- Job -
Reproduce the source data below verbatim, line for line, with no changes.

Source data
==================================================
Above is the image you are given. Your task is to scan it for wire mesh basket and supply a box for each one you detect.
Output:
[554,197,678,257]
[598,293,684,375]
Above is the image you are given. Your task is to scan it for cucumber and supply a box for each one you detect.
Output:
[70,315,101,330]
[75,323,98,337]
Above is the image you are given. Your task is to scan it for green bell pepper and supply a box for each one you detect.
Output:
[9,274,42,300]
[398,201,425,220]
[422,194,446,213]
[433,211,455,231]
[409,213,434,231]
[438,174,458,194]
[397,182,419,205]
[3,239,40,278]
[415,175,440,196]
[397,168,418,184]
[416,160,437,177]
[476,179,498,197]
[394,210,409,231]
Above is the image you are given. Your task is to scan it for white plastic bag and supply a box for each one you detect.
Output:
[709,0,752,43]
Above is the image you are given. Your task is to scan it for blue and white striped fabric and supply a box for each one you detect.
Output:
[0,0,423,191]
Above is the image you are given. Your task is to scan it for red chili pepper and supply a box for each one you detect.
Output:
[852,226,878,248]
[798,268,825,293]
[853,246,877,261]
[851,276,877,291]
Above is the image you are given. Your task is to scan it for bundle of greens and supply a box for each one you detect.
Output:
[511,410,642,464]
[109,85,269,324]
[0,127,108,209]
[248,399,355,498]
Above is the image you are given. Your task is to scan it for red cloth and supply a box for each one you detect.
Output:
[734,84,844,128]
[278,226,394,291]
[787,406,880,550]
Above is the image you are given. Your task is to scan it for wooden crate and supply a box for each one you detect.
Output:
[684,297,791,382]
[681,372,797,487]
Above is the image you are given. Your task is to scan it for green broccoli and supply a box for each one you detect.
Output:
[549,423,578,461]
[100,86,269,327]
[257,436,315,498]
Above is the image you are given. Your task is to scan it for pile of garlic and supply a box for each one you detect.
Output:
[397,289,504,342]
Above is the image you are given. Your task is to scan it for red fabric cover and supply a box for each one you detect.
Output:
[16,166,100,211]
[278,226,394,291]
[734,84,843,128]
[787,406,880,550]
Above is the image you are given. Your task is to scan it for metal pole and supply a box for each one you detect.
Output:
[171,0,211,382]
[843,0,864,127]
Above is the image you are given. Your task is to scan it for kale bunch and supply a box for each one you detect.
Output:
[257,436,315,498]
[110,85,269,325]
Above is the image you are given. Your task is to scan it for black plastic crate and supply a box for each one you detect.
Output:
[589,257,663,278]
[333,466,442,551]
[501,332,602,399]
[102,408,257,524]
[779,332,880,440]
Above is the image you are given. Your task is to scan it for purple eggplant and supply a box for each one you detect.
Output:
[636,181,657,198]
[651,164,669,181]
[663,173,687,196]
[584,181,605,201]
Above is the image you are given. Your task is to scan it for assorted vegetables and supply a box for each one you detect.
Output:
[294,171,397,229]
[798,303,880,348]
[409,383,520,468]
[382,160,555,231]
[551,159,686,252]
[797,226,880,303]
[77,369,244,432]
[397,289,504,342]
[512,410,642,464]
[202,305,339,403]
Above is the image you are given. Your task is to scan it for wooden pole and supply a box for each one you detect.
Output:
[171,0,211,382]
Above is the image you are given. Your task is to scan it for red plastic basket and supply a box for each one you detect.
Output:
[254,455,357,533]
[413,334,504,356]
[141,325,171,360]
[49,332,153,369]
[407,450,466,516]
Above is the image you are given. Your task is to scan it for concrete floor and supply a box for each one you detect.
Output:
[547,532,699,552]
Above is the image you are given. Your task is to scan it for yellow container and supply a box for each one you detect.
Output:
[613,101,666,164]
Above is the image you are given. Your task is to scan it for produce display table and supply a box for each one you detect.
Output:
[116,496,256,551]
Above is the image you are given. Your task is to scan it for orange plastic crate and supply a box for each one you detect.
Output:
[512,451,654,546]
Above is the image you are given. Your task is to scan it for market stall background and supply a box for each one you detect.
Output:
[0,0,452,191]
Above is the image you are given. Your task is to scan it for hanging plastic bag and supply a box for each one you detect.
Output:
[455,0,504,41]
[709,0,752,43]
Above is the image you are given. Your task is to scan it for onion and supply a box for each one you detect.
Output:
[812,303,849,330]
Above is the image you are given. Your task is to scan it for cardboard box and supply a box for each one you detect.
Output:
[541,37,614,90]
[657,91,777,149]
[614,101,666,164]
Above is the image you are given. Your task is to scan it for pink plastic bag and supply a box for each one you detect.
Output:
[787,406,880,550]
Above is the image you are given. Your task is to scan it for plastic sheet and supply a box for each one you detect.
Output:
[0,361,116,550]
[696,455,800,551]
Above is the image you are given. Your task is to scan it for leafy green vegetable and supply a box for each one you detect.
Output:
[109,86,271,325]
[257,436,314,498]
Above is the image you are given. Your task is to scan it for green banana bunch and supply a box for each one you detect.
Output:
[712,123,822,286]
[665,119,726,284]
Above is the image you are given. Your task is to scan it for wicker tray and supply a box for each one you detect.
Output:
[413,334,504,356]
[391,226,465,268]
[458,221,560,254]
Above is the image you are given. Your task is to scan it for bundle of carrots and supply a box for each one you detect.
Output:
==================================================
- Solved exercise -
Above is the image you are given. Your task is to scan it for wire mesh basket and supply a box for each one you detect.
Output:
[554,197,678,257]
[598,293,684,375]
Above is the image you are given. Your task is to scan it for cucumber and supply a box for each one you detect.
Output:
[70,315,101,330]
[75,323,98,337]
Above is the image you are given. Your task is to scan it for green bell pepper and supply a box for each one you detect.
Output:
[9,274,42,300]
[398,201,425,220]
[422,194,446,213]
[433,211,455,231]
[409,213,434,231]
[438,174,458,194]
[397,182,419,205]
[3,239,40,278]
[415,175,440,196]
[397,168,418,184]
[416,160,437,177]
[476,179,498,197]
[394,210,409,231]
Above is the image you are given. Your task is to scan it for white plastic bag and supply a box for each one you detect.
Output:
[709,0,752,43]
Above is the image you are given. Your task is to scan it for blue and white striped fabric and supply a box for each one you detect.
Output:
[0,0,423,191]
Above is the image you are given. Your task is to scan it for red chili pepper and supply a box for each one you detect.
Output:
[852,226,878,248]
[798,268,825,293]
[853,246,877,261]
[851,276,877,291]
Above is the image you are given. Your task is to scan it for bundle of greens and supply a box for each one you detect.
Output:
[511,410,642,464]
[109,85,269,324]
[0,127,108,209]
[248,399,355,498]
Above is the image you are given. Your task is to scan it for red cloth and supply a box for each one you detect.
Output:
[734,84,844,128]
[278,226,394,291]
[787,406,880,550]
Above is the image you are given. Your task is to scan it for wooden crate and supply a box for each one you detect.
Output:
[684,297,791,382]
[681,372,797,487]
Above is the image you are given. Your task is to scan it for green broccoli and supply a box for each one you detect.
Output:
[549,423,578,461]
[100,86,269,327]
[257,436,315,498]
Above is the image you are given. Your task is to scan it for pile of garlic and supply a box for each one you detect.
Output:
[397,289,504,342]
Above is the image you are given. Your task is to scan it for red fabric cover and supply a box for each one you detect.
Output:
[16,166,100,211]
[278,226,394,291]
[734,84,843,128]
[787,406,880,550]
Above is the image you are given. Your task is to scan it for metal pole and supply a box for each one you detect.
Output:
[171,0,211,382]
[843,0,864,127]
Above is the image you are given. Your task is to scan it for kale bunch and supply a box for each one you detect.
Output:
[257,436,315,498]
[110,85,269,325]
Above is the image you are given. Your task is to scan it for black plastic crate and supply a box for each one you detect.
Output:
[589,257,663,278]
[333,466,442,551]
[501,332,602,399]
[102,408,257,524]
[779,332,880,440]
Above is the image you are given. Your task is to scan it for purple eggplant and supply a box for each one you detect.
Output:
[636,181,657,198]
[651,164,669,181]
[663,173,687,196]
[584,181,605,201]
Above is the image you are given. Your task is to scan it for assorted vegetables and supply a box for each one you detect.
Output:
[294,171,397,229]
[798,303,880,348]
[409,383,520,468]
[382,160,555,231]
[551,159,686,252]
[797,226,880,303]
[77,369,244,432]
[397,289,504,342]
[512,410,642,464]
[202,305,339,403]
Above is the image you are given. Your task is to scan it for wooden pole and supply a box for each one you detect.
Output:
[171,0,211,382]
Above is the image you are given. Your task is to scan it for red plastic basket and supply a box for each one you detect.
Output:
[254,455,357,533]
[413,334,504,356]
[141,325,171,360]
[49,332,153,369]
[407,450,466,516]
Above is the image you are given. Your task is to scan it for concrete floor and supply a box for each one you detect.
Output:
[547,532,699,552]
Above is the image you are given. Your task is to scan it for yellow container and supply a box for each one you detect.
Output:
[613,101,666,164]
Above is the image you are given. Your task is to scan it for produce display table and supply a box for each one you detect.
Output:
[116,496,256,551]
Above is the image you are given. Your task is to scan it for orange plastic crate and supply a box for each one you detect.
Output:
[512,451,654,546]
Above is the image you are given. Your task is to scan it for market stall background and supply a box for each one you detect.
Output:
[0,0,452,191]
Above is the image you are given. Your task is to scan it for hanging plastic bag and supply a box for each one you detect.
Output:
[455,0,504,41]
[709,0,752,43]
Above is the image you are given. Your task is to scan it for onion and supply a box for each one you detect.
Output:
[812,303,849,330]
Above is the image you are given. Your task is to scan it for cardboard box and supply a box for each one you detect.
Output:
[541,37,614,90]
[657,91,777,149]
[614,101,666,164]
Above is the image you are given. Your task is to scan it for pink plastic bag and supply a box for each one you detect.
Output:
[787,406,880,550]
Above is the image you are given. Your task is to scan it for plastic sheet and supply a box for each one you detect.
Output:
[0,361,116,550]
[696,455,800,551]
Above is the image you are given. Your task is to scan it for leafy green vegetable and supply a box for each one you detect.
Output:
[109,86,271,325]
[257,436,314,498]
Above is the image you are given. Your task is to scan it for green banana bunch and supply a box for each one you detect.
Output:
[712,123,822,286]
[665,119,726,284]
Above is the image you are given. Your task is to scan it for wicker tray and supply a box for each one you detect.
Output:
[413,334,504,356]
[391,226,465,268]
[458,221,560,254]
Above is the image you are given. Your task is to scan it for bundle of carrots and supply a box for each one you detect.
Output:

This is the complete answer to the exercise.